- _Problem to solve_
Quote the material below exactly, from the line containing "LOOKUP green flower bud" down to the line containing "[6,75,34,94]", both included.

- _Exercise materials_
+ + + +

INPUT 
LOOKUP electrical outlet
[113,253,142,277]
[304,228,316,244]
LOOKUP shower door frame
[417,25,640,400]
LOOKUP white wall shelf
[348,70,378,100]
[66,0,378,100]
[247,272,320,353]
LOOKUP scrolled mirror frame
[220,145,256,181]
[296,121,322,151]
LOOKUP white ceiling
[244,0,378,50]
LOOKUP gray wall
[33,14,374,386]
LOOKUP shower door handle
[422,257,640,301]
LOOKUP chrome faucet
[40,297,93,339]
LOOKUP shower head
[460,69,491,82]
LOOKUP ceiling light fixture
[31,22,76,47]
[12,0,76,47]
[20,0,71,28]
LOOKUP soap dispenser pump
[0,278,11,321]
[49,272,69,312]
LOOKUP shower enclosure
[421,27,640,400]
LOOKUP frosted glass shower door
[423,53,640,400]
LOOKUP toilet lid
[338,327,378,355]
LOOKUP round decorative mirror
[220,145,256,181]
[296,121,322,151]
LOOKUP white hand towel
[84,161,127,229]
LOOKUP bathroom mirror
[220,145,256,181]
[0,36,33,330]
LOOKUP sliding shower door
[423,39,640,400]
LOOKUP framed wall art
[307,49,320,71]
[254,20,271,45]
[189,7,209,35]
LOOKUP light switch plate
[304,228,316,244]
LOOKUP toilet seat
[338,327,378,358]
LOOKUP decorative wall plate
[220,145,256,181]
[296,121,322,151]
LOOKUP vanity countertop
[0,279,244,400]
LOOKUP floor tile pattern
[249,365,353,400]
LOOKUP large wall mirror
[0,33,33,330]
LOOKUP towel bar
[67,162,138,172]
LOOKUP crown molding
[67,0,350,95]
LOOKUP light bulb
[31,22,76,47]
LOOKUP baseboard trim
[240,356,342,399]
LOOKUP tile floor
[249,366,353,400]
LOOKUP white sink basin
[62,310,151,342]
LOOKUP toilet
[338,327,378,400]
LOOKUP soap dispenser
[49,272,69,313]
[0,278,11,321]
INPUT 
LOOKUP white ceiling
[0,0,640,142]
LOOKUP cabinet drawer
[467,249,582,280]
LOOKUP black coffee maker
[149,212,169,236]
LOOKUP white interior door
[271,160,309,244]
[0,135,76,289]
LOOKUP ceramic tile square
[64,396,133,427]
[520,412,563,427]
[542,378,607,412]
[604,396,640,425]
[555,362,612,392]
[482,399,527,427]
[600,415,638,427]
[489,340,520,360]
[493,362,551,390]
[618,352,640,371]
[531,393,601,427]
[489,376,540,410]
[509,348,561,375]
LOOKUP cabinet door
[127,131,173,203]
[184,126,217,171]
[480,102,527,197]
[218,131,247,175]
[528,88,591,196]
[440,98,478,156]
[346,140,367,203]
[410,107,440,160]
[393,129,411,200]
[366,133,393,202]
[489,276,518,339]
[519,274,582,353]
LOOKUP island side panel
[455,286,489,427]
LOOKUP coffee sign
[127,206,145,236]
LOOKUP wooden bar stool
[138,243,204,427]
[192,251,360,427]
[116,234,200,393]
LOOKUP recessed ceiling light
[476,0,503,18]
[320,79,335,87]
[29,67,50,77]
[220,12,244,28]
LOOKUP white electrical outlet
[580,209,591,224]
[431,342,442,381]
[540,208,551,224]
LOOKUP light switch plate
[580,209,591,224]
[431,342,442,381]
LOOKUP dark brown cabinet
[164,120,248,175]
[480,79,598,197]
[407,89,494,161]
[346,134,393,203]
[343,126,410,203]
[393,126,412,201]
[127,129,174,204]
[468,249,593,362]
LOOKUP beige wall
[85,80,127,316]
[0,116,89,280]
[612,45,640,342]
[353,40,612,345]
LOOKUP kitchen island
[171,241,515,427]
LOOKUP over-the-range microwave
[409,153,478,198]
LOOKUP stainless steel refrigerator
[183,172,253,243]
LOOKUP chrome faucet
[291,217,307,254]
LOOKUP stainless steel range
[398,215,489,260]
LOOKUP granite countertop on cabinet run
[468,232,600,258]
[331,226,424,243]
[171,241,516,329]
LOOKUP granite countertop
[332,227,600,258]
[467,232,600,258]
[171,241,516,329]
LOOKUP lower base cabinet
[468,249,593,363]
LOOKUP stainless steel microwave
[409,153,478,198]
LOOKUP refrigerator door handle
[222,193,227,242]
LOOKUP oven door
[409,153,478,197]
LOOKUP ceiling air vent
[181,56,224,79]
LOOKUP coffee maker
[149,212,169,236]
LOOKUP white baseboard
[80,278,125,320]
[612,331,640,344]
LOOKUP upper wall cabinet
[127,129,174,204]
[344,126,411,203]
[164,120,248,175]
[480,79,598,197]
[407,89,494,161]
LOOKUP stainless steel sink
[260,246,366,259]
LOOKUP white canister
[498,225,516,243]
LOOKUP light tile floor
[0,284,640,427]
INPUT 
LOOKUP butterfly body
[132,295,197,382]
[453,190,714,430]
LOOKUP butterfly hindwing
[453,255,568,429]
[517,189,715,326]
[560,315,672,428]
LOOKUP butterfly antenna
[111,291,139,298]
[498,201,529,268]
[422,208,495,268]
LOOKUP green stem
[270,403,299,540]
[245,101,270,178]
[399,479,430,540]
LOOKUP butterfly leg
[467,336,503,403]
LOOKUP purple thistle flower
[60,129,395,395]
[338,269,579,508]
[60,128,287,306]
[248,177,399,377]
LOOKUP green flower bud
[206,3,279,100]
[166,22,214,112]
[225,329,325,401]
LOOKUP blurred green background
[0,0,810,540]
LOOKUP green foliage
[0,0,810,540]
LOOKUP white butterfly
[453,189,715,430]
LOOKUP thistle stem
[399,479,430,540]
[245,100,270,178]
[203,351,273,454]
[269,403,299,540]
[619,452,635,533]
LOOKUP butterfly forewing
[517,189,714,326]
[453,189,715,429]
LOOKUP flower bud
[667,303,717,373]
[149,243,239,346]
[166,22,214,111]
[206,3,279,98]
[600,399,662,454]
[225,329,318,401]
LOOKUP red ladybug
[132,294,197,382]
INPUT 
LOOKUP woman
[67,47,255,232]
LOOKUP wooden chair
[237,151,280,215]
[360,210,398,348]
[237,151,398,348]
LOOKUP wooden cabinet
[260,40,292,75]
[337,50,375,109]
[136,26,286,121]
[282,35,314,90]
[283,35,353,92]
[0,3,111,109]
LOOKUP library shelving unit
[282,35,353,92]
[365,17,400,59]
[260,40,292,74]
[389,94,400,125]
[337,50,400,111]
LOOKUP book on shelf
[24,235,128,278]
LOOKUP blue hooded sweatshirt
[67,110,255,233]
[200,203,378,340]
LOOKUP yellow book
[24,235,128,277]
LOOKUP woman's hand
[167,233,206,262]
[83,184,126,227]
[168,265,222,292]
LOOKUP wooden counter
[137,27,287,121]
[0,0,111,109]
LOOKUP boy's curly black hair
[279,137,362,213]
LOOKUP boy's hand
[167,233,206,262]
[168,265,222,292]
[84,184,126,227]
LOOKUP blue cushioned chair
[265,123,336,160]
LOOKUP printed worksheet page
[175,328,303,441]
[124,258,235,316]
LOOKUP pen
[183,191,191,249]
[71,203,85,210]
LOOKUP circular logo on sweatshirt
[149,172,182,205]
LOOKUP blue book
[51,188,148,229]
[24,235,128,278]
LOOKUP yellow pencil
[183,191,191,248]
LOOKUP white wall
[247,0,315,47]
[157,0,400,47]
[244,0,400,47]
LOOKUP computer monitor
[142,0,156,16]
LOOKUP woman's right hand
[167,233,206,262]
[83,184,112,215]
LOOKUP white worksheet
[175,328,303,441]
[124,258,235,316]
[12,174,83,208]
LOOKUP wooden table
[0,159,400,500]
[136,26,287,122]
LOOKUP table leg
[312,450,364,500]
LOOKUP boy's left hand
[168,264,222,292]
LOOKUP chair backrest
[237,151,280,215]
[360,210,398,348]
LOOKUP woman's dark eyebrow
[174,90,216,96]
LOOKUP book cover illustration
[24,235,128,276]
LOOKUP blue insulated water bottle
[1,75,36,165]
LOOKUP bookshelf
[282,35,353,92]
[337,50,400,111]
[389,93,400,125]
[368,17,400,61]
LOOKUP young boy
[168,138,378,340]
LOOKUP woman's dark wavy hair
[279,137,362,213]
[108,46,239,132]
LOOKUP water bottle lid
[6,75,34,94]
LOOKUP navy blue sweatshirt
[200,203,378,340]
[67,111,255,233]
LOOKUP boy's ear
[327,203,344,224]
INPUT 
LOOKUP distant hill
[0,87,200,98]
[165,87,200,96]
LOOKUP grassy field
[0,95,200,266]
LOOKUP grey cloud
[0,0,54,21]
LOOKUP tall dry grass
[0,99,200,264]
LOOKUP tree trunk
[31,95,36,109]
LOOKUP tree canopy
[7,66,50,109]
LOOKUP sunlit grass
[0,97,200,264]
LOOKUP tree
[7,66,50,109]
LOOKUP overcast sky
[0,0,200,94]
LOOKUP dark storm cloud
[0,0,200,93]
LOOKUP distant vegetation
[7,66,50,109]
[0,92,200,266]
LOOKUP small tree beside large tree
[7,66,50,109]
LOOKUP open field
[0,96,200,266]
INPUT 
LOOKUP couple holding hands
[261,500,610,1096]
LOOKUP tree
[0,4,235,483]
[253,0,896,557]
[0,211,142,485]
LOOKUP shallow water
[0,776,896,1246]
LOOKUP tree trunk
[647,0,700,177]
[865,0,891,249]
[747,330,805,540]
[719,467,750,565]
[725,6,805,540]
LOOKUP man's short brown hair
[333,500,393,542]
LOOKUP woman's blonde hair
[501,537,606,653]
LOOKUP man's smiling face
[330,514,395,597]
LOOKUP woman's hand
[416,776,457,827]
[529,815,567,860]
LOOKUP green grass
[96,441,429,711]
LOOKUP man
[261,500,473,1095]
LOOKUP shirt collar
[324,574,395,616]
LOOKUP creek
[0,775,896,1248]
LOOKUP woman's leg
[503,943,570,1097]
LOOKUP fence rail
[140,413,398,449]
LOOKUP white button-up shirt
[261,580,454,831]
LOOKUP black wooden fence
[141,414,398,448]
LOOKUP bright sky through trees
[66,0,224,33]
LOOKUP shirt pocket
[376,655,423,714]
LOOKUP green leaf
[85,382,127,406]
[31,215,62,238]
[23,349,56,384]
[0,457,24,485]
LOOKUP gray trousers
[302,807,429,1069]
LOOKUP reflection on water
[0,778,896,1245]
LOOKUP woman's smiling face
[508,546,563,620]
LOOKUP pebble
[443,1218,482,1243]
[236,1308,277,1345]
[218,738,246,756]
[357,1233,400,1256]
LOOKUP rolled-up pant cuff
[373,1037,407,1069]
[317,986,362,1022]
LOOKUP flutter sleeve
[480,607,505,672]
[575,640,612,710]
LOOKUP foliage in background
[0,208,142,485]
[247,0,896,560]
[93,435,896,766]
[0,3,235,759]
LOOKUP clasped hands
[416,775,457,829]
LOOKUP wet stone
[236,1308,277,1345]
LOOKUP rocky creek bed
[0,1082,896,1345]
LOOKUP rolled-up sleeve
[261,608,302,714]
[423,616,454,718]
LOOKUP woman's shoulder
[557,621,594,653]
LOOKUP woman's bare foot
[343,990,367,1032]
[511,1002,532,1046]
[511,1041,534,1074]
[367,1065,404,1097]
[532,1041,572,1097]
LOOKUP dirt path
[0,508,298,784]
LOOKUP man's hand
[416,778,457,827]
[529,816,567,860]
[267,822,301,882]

+ + + +

- _The response_
LOOKUP green flower bud
[206,3,279,100]
[166,22,214,112]
[225,329,325,401]
LOOKUP blurred green background
[0,0,810,540]
LOOKUP green foliage
[0,0,810,540]
LOOKUP white butterfly
[453,189,715,430]
LOOKUP thistle stem
[399,479,430,540]
[245,100,270,178]
[203,351,273,454]
[269,403,299,540]
[619,452,635,533]
LOOKUP butterfly forewing
[517,189,714,326]
[453,189,715,429]
LOOKUP flower bud
[667,303,717,373]
[149,243,239,346]
[166,22,214,111]
[206,3,279,98]
[600,399,662,454]
[225,329,318,401]
LOOKUP red ladybug
[132,294,197,382]
INPUT 
LOOKUP woman
[67,47,255,232]
LOOKUP wooden chair
[237,151,280,215]
[360,210,398,348]
[237,151,398,348]
LOOKUP wooden cabinet
[260,40,292,75]
[337,50,375,109]
[136,26,286,121]
[282,35,314,90]
[283,35,353,92]
[0,3,111,109]
LOOKUP library shelving unit
[282,35,353,92]
[365,17,400,59]
[260,40,292,74]
[389,94,400,125]
[337,50,400,111]
LOOKUP book on shelf
[24,235,128,278]
LOOKUP blue hooded sweatshirt
[67,110,255,233]
[200,203,378,340]
LOOKUP yellow book
[24,235,128,277]
LOOKUP woman's hand
[167,233,206,262]
[83,184,126,227]
[168,265,222,292]
LOOKUP wooden counter
[137,27,287,121]
[0,0,111,109]
LOOKUP boy's curly black hair
[279,137,362,213]
LOOKUP boy's hand
[167,233,206,262]
[168,265,222,292]
[84,184,126,227]
LOOKUP blue cushioned chair
[265,123,336,160]
LOOKUP printed worksheet page
[175,328,303,441]
[124,258,235,316]
LOOKUP pen
[183,191,191,249]
[71,203,85,210]
LOOKUP circular logo on sweatshirt
[149,172,182,205]
LOOKUP blue book
[51,188,148,229]
[24,235,128,278]
LOOKUP yellow pencil
[183,191,191,248]
LOOKUP white wall
[247,0,315,47]
[157,0,400,47]
[244,0,400,47]
LOOKUP computer monitor
[142,0,156,16]
LOOKUP woman's right hand
[167,233,206,262]
[83,184,112,215]
LOOKUP white worksheet
[175,328,303,441]
[124,258,235,316]
[12,174,83,208]
LOOKUP wooden table
[0,159,400,500]
[136,26,287,122]
LOOKUP table leg
[312,450,364,500]
LOOKUP boy's left hand
[168,264,222,292]
LOOKUP chair backrest
[237,151,280,215]
[360,210,398,348]
LOOKUP woman's dark eyebrow
[174,90,216,96]
LOOKUP book cover illustration
[24,235,128,276]
LOOKUP blue insulated water bottle
[1,75,36,165]
LOOKUP bookshelf
[282,35,353,92]
[337,50,400,111]
[389,93,400,125]
[368,17,400,61]
LOOKUP young boy
[168,138,378,340]
LOOKUP woman's dark wavy hair
[279,137,362,213]
[108,46,239,132]
LOOKUP water bottle lid
[6,75,34,94]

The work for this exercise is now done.